• **Short exercise**
Every line from the line containing "What bounding box corresponds to the wooden" through the final line below is to be repeated exactly; no other line is.

• **Records for processing**
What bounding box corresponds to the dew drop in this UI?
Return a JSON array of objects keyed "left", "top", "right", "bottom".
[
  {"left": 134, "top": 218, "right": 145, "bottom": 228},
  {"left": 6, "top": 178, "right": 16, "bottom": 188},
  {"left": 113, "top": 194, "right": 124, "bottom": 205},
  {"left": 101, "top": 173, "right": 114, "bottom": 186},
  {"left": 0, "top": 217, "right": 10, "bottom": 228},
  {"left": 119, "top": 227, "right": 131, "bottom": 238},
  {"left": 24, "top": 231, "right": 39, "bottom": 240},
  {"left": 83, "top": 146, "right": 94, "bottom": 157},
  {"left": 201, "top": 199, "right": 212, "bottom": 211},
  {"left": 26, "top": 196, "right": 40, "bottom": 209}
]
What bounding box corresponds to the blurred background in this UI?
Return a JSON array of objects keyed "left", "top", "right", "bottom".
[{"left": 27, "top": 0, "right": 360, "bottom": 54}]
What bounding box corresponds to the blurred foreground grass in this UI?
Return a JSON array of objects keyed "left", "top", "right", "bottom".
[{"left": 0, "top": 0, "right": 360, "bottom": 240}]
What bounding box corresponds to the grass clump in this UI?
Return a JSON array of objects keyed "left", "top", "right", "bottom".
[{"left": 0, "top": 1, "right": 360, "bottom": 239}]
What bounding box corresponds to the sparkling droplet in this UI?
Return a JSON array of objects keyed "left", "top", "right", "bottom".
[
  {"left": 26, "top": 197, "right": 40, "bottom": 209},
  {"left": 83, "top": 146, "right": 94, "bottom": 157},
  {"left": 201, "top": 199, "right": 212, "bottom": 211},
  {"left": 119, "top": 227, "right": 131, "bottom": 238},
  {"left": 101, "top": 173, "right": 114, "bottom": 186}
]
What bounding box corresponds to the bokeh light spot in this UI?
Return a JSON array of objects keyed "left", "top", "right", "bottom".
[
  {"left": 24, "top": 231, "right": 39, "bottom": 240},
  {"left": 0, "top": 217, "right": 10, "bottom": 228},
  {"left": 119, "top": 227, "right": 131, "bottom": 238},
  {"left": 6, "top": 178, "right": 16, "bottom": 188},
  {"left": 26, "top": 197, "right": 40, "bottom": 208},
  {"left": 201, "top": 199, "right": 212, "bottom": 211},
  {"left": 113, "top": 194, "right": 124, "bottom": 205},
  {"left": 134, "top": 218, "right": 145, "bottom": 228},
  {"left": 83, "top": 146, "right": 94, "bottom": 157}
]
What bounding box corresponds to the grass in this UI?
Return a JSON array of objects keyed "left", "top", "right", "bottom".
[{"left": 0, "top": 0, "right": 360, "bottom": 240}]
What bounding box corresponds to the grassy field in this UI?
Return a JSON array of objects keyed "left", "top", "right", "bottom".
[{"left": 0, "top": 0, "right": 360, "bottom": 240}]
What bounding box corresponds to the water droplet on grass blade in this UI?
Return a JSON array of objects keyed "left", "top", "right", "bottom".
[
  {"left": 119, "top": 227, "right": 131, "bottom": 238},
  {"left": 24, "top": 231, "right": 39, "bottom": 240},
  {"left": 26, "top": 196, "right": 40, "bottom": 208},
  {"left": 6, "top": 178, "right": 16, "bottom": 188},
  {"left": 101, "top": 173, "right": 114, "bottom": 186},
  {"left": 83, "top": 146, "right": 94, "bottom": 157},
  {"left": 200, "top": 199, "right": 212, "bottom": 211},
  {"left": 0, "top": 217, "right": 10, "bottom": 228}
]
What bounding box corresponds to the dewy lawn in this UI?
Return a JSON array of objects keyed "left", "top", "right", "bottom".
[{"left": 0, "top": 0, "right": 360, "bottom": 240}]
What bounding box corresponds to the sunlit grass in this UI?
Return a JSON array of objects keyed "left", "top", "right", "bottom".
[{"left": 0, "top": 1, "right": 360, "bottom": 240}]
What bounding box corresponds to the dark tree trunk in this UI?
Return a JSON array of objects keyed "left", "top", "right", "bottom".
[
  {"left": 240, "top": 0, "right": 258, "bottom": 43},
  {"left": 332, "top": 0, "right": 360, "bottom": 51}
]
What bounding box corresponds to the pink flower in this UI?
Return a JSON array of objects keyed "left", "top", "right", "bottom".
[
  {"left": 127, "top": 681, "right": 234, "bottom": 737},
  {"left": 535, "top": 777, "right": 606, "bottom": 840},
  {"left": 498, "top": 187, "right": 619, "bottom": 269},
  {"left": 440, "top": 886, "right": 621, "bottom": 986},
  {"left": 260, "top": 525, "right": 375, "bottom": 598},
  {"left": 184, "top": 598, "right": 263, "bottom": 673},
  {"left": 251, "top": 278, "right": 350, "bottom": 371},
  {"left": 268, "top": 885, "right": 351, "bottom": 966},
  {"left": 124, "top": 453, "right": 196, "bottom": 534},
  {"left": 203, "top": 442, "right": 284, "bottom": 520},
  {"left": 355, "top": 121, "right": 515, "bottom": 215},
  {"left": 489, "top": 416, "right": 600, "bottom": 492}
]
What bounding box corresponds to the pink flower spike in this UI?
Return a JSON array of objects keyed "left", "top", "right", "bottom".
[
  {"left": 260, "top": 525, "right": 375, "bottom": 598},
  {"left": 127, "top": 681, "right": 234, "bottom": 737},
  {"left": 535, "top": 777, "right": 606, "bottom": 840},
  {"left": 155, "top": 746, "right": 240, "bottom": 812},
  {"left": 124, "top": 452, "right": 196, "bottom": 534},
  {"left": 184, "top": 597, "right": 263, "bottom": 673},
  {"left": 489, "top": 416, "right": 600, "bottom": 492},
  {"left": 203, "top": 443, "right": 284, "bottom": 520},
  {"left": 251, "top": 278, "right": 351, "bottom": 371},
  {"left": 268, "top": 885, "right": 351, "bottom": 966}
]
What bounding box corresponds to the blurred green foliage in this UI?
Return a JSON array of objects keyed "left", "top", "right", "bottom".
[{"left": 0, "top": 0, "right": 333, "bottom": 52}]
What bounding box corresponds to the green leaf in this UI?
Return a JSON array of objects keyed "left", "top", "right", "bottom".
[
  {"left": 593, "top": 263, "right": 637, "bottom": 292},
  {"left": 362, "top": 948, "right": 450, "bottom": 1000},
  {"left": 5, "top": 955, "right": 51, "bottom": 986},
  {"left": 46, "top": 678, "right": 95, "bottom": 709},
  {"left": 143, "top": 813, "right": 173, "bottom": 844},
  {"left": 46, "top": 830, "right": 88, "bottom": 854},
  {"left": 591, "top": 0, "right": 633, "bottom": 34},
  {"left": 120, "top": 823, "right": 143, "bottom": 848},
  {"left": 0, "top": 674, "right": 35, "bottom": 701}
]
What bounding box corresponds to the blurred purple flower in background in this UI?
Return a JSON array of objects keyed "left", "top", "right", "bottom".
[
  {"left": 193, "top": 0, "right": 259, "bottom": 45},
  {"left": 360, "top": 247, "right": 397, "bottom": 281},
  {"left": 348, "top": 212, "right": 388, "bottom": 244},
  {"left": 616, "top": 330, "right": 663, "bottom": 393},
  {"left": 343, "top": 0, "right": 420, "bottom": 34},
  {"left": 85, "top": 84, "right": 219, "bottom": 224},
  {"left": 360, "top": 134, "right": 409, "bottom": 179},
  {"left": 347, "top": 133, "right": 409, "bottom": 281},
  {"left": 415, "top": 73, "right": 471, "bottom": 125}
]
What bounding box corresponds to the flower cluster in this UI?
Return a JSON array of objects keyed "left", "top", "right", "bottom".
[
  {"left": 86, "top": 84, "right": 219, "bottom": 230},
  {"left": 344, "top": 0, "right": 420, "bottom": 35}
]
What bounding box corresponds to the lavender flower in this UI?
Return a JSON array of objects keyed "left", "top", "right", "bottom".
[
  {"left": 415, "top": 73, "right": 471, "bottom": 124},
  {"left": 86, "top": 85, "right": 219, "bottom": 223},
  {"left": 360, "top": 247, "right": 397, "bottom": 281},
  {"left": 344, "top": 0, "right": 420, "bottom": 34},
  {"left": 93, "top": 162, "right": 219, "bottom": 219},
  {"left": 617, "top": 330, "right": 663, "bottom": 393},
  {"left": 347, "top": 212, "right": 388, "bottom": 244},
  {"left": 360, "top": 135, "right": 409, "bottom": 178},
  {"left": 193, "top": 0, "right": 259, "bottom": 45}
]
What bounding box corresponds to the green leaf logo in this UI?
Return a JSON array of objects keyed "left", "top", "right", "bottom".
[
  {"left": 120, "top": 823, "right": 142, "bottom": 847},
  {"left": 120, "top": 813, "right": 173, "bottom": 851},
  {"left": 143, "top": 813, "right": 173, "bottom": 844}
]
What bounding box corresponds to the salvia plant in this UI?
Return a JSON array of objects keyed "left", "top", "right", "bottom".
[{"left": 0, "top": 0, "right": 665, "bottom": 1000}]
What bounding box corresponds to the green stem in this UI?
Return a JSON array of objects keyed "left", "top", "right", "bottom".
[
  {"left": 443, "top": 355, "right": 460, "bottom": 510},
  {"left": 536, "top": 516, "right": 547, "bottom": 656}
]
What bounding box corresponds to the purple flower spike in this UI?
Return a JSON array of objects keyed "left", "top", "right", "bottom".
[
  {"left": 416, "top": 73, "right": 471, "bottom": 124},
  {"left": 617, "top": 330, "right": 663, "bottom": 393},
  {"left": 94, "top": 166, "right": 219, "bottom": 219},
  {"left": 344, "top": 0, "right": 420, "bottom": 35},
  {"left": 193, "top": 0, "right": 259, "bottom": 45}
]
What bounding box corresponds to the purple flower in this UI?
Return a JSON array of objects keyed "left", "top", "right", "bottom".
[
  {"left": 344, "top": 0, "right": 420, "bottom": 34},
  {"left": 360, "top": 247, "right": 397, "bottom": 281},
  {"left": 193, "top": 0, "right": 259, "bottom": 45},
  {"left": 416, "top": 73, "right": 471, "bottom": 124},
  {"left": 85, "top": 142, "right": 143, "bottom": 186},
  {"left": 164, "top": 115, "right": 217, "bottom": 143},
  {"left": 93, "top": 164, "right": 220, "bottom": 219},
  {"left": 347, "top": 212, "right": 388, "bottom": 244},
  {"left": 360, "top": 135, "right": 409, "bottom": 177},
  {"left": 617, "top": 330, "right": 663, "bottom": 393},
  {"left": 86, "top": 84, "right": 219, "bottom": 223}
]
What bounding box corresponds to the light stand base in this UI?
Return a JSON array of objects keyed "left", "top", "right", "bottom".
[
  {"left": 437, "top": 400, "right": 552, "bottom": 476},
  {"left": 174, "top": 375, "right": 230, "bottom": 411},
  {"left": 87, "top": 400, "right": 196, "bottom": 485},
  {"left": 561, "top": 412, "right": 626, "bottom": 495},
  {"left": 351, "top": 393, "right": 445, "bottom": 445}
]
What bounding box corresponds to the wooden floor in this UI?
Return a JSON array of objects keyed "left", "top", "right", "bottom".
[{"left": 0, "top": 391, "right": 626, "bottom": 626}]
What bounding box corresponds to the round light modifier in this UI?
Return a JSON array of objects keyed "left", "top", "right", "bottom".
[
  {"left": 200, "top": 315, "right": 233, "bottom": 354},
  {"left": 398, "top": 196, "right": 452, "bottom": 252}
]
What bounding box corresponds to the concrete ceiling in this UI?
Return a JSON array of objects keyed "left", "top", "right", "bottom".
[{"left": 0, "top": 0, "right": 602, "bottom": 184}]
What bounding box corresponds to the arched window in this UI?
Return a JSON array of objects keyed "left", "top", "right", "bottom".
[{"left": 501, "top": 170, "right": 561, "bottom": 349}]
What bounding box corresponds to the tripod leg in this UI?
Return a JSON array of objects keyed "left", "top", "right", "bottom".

• **Task answer**
What bounding box corresponds to the wooden floor in this UI?
Return a JSON array of objects keyed "left", "top", "right", "bottom".
[{"left": 0, "top": 391, "right": 626, "bottom": 626}]
What bounding box corresponds to the round light modifier in this UI?
Return a JSON array of objects keyed "left", "top", "right", "bottom".
[
  {"left": 200, "top": 315, "right": 233, "bottom": 354},
  {"left": 398, "top": 196, "right": 452, "bottom": 252}
]
What bounding box corresponds to the concrete ceiling in this UI?
Return a JSON array of objects keyed "left", "top", "right", "bottom".
[{"left": 0, "top": 0, "right": 602, "bottom": 184}]
What bounding box corresponds to the arched window in this UI?
Return a JSON array of objects keyed "left", "top", "right", "bottom".
[{"left": 501, "top": 170, "right": 561, "bottom": 349}]
What bounding box corresponds to the tripod leg in this UI?
Return a JSON array of objects keyed "left", "top", "right", "bottom".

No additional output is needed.